Une vieille définition du mot « artiste » dit que c’est une « Personne dont le mode de vie
s’écarte délibérément de celui de la bourgeoisie ; non-conformiste, marginal. »
Souleymane, Jules ou Diego, est tout cela en plus d’être un poète hors pair. Il sculpte, taille et polit les mots.


• Zorro
Souleymane Faye est né à Dakar en 1951, issu d’une famille originaire de la région de Diourbel. Il grandit à l’avenue Gambetta (aujourd’hui avenue Lamine Guèye), éduqué selon les canons ruraux par sa maman et son beau-père, Cheikh Wade, Jules ayant perdu son père à l’âge de 2 ans. Puis, conformément à la tradition seereer, c’est son oncle maternel qui prendra le relais et le forme au métier de la menuiserie, quand il a arrêté les études académiques après l’obtention de son Certificat d’Etudes Primaires. Souleymane vit une adolescence tranquille entre son activité de menuisier et le chant auquel il s’adonne en parfait amateur. Ses amis l’appellent Diego, surnom qu’il s’est choisi en référence à Zorro, le justicier. C’est un curieux de la vie, très éveillé qui aspire à découvrir et comprendre le monde qui l’entoure.

Ses idoles musicales sont James Brown, Otis Redding, Jacques Brel et autres géants de la musique. Et c’est quand il a 19 ans que Souleymane entreprend d’apprendre sérieusement la musique. Pour ce faire, il s’installe dans la ville de Rufisque où il est couvé par Elias Bana, le manager de l’orchestre Tefes. Au delà de l’orchestre Tefes, Jules côtoie la fine fleur rufisquoise, le salsero Pape Fall etautres Mar Seck, futur membre du Star Band notamment. Mais la musique ne nourrit pas son homme. Encore moins dans les années 70 où seules les grandes stars de la musique vivent de leur art.


• Jules
Il va alors tenter l’émigration, sillonnant la France, l’Espagne et l’Italie dès 1975. Il restera 7 ans en Europe et rentre donc en 1982 dans des conditions très difficiles. Concrètement, il revient sans un sou en poche. Une situation presque intenable pour qui connait la situation sociale au Sénégal. Il finit par trouver refuge au Novotel où il est embauché comme lead-vocal de l’orchestre résident. Il y interprète des morceaux du répertoire populaire français et américain. De la variété internationale. Et c’est là que son immense talent vocal sera découvert et mis en lumière par Prosper Niang, batteur et leader du XALAM. C’est Robert Lahoud qui met Prosper sur le chemin de Jules en 1985. En effet, Prosper, qui était à la recherche d’un chanteur pour apporter du sang neuf au Xalam, s’en était ouvert à Robert Lahoud, qui lui parla de Diégo , un excellent chanteur qui sévissait au Novotel.

**Données fournies:**
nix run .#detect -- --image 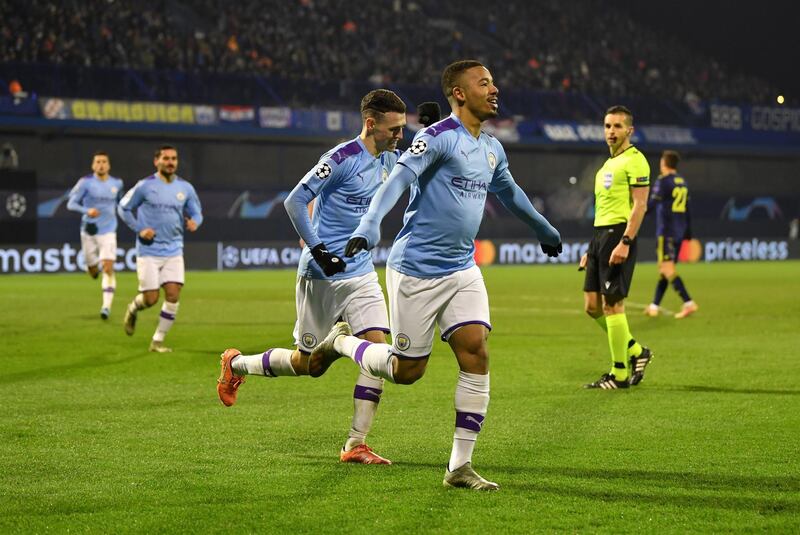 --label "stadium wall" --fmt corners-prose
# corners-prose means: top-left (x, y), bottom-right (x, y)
top-left (0, 237), bottom-right (800, 275)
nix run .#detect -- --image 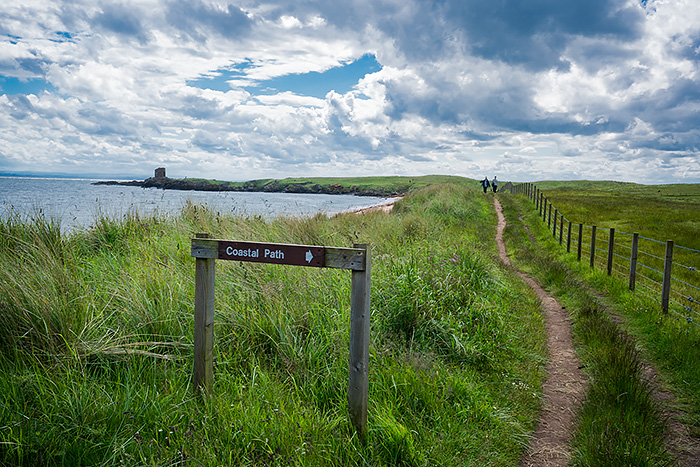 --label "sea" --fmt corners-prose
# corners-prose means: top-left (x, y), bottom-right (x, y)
top-left (0, 176), bottom-right (392, 233)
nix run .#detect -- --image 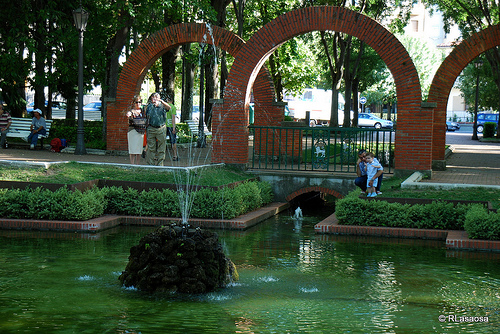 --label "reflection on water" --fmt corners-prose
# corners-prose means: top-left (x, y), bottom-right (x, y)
top-left (0, 215), bottom-right (500, 334)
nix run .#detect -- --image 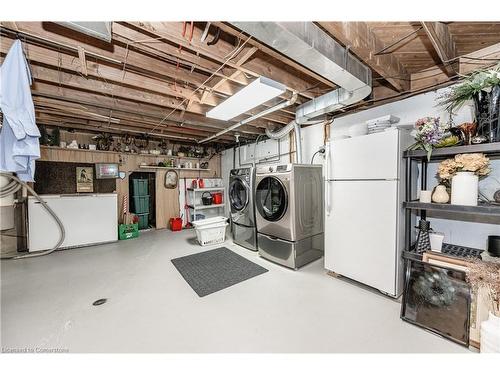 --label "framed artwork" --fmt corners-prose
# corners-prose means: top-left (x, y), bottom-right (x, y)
top-left (401, 260), bottom-right (471, 346)
top-left (165, 169), bottom-right (179, 189)
top-left (76, 167), bottom-right (94, 193)
top-left (422, 252), bottom-right (490, 349)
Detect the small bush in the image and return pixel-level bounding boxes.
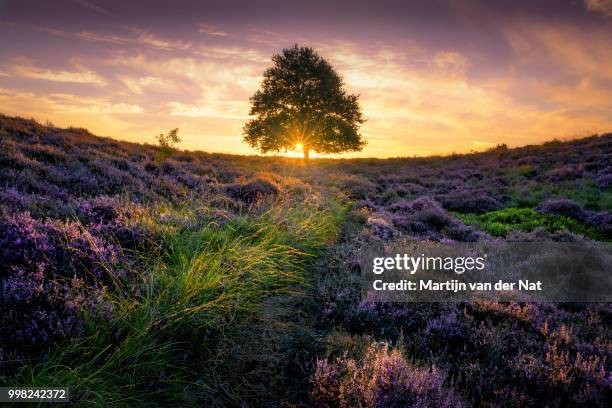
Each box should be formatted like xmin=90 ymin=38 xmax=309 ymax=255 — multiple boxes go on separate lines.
xmin=225 ymin=178 xmax=280 ymax=204
xmin=310 ymin=345 xmax=465 ymax=408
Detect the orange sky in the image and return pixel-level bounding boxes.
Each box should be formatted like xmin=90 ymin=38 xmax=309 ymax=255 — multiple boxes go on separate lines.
xmin=0 ymin=0 xmax=612 ymax=157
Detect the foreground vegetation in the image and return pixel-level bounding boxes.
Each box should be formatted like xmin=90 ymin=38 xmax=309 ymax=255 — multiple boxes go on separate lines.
xmin=0 ymin=116 xmax=612 ymax=407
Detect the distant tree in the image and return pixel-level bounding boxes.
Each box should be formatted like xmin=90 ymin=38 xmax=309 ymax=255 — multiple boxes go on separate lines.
xmin=244 ymin=44 xmax=365 ymax=160
xmin=155 ymin=128 xmax=181 ymax=163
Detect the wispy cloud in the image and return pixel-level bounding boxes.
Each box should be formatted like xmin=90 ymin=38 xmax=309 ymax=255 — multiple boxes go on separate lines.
xmin=72 ymin=0 xmax=111 ymax=16
xmin=13 ymin=60 xmax=106 ymax=86
xmin=168 ymin=101 xmax=249 ymax=120
xmin=198 ymin=24 xmax=230 ymax=37
xmin=0 ymin=88 xmax=144 ymax=114
xmin=76 ymin=28 xmax=191 ymax=51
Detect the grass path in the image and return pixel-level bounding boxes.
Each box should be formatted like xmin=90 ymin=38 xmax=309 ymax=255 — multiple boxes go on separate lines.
xmin=2 ymin=200 xmax=344 ymax=406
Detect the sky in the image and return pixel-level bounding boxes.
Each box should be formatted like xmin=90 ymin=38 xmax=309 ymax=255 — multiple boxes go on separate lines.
xmin=0 ymin=0 xmax=612 ymax=157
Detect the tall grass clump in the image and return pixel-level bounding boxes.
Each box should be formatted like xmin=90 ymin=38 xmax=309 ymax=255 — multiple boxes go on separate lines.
xmin=0 ymin=195 xmax=343 ymax=406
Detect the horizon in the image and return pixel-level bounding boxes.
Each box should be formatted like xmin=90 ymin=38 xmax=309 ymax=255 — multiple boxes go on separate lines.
xmin=0 ymin=0 xmax=612 ymax=158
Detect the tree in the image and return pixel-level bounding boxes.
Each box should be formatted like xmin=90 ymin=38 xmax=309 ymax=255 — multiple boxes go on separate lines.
xmin=155 ymin=128 xmax=181 ymax=163
xmin=244 ymin=44 xmax=365 ymax=160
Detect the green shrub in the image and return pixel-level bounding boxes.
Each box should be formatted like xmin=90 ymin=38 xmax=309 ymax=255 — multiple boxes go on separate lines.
xmin=454 ymin=208 xmax=603 ymax=239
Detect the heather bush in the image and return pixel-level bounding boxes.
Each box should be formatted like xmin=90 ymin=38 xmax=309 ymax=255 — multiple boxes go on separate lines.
xmin=225 ymin=178 xmax=280 ymax=204
xmin=310 ymin=344 xmax=465 ymax=407
xmin=388 ymin=197 xmax=480 ymax=241
xmin=440 ymin=190 xmax=502 ymax=214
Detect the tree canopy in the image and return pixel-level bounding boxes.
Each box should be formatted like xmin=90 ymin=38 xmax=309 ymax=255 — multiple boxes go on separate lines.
xmin=244 ymin=44 xmax=365 ymax=159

**Consignes:**
1. D'après l'extrait sur Souleymane Faye, en quelle année est-il rentré d'Europe ?
2. Relevez toutes les lignes des enregistrements qui contiennent la chaîne « bush », en tenant compte de la casse.
Les enregistrements n'ont aucun rapport avec l'extrait.

**Réponses:**
1. En 1982.

2.
Detect the small bush in the image and return pixel-level bounding boxes.
Detect the heather bush in the image and return pixel-level bounding boxes.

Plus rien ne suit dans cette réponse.